TAIPEI (TheStreet) -- China is slamming Microsoft (MSFT) for its withdrawal of support for Windows XP, a move that leaves about 200 million users open to PC viruses, and the American software giant has responded by restoring a measure of support.
Microsoft's decision to end XP security updates for the 13-year-old operating system as of April 8 shows "extremely irresponsible behavior" and "lack of trustworthiness," said Chinese state mouthpiece Xinhua News Agency.
"Microsoft has acted irresponsibly by withdrawing support to XP and leaving users to fend for themselves, which will damage the IT giant's image," fellow state-run media organization China Daily said in a Friday commentary. The end of support, it says, "infringes upon the rights of legal Windows XP users."
Microsoft has ended security upgrades, patches and other support for the outdated XP system worldwide. The harsh reaction in China points to heavy local dependence on XP, which is cheaper than newer operating systems, and indicates that because of its market size the country can get results by protesting against a multinational corporation -- particularly one with ambitions to grow.
Microsoft estimates that 90% of XP users in China are running pirated software, meaning they would not qualify for support now or before. Apart from noting that statistic on its website, the company has taken a cooperative approach to criticism.
"In terms of public relations, you have to still be flexible," says Mark Natkin, managing director with market research firm Marbridge Consulting in Beijing. "You have to at least demonstrate that you're listening."

[Items listed in a dataset]
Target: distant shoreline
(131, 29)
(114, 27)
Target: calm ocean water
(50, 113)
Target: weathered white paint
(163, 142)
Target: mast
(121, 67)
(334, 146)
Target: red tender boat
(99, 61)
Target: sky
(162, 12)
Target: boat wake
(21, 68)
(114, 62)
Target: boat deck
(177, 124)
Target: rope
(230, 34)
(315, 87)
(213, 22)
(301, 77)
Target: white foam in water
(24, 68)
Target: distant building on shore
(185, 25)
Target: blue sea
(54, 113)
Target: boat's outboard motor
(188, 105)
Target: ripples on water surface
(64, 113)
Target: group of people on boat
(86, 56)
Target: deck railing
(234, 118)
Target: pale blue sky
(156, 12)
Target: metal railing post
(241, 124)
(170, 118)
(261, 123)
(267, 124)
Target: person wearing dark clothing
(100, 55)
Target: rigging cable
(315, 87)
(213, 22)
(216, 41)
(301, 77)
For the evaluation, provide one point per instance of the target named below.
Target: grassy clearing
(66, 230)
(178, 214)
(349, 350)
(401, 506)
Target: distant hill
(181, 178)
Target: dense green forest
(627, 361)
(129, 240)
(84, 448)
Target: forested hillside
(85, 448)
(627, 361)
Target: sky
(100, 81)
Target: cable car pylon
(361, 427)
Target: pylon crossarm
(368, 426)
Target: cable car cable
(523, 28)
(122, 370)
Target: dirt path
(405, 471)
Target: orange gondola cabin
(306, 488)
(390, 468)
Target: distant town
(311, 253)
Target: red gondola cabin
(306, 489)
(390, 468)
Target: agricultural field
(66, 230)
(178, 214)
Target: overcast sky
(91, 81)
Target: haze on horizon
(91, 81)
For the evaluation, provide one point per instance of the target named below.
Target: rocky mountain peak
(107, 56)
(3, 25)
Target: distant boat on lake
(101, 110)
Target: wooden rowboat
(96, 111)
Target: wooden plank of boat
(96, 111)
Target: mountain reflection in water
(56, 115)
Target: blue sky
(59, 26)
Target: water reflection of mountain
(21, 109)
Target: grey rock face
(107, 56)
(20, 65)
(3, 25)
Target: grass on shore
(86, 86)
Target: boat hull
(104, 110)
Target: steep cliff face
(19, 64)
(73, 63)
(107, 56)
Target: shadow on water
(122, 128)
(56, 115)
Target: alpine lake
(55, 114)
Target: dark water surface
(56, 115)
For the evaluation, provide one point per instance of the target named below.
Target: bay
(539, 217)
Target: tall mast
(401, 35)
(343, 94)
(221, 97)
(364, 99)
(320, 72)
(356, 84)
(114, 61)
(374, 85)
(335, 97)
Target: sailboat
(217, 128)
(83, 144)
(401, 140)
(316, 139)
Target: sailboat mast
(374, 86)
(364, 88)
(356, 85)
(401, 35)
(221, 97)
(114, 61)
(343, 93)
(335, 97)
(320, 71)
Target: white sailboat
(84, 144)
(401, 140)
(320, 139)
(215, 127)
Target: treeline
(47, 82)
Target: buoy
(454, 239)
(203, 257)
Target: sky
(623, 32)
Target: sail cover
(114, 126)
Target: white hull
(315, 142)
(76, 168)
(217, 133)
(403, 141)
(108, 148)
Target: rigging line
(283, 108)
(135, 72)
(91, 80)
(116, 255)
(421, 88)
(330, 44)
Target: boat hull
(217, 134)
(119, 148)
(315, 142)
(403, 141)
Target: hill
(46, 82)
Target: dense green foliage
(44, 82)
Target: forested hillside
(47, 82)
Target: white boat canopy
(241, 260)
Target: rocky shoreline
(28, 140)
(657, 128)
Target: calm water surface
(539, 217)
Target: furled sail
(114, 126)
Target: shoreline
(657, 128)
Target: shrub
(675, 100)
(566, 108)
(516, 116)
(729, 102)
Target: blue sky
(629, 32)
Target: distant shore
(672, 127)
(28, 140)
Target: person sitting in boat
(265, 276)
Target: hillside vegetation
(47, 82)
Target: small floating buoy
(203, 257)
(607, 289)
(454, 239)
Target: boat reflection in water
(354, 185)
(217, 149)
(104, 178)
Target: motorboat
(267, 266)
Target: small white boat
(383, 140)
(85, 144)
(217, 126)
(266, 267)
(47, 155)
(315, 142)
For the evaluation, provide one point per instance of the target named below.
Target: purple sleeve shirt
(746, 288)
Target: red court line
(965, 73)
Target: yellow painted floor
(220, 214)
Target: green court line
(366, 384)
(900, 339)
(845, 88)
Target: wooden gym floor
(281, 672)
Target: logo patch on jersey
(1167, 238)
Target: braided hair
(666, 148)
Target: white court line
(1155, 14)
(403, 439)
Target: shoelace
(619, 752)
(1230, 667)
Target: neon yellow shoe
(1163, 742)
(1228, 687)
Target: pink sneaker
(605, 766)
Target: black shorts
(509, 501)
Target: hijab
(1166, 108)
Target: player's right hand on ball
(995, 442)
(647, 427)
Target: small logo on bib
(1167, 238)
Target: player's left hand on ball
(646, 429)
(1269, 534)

* _TASK TO COMPLETE_:
Can you continue the news article about China's criticism of Microsoft over Windows XP from where it stops?

* _ANSWER AREA_:
The software company answered criticism by letting local Internet content provider Tencent Holdings (0700:Hong Kong) and Chinese PC developer Lenovo (LNVGY) extend certain types of support to XP users, online as well as off. The idea would be to protect users against viruses and get them onto newer Microsoft systems.
The extended support, which covers virus repairs and updates to newer operating systems, could keep public anger short-lived, sustaining Microsoft's reputation in a crucial market. Last year it started signing Chinese up for its cloud service and announced plans to open an "innovation center" in out-of-the-way Hainan province.
Without schemes to extend XP support, users might vent anger by switching to non-Microsoft systems or ditching Internet Explorer for a browser developed by Chinese Internet security firm Qihoo 360 (QIHU), a Shanghai-based high-tech analyst says. Qihoo 360's alternative is in a race with Internet Explorer to be China's most popular browser.
The same Chinese developer is also working on a post-April 8 scheme to support Chinese XP users, some media reports say.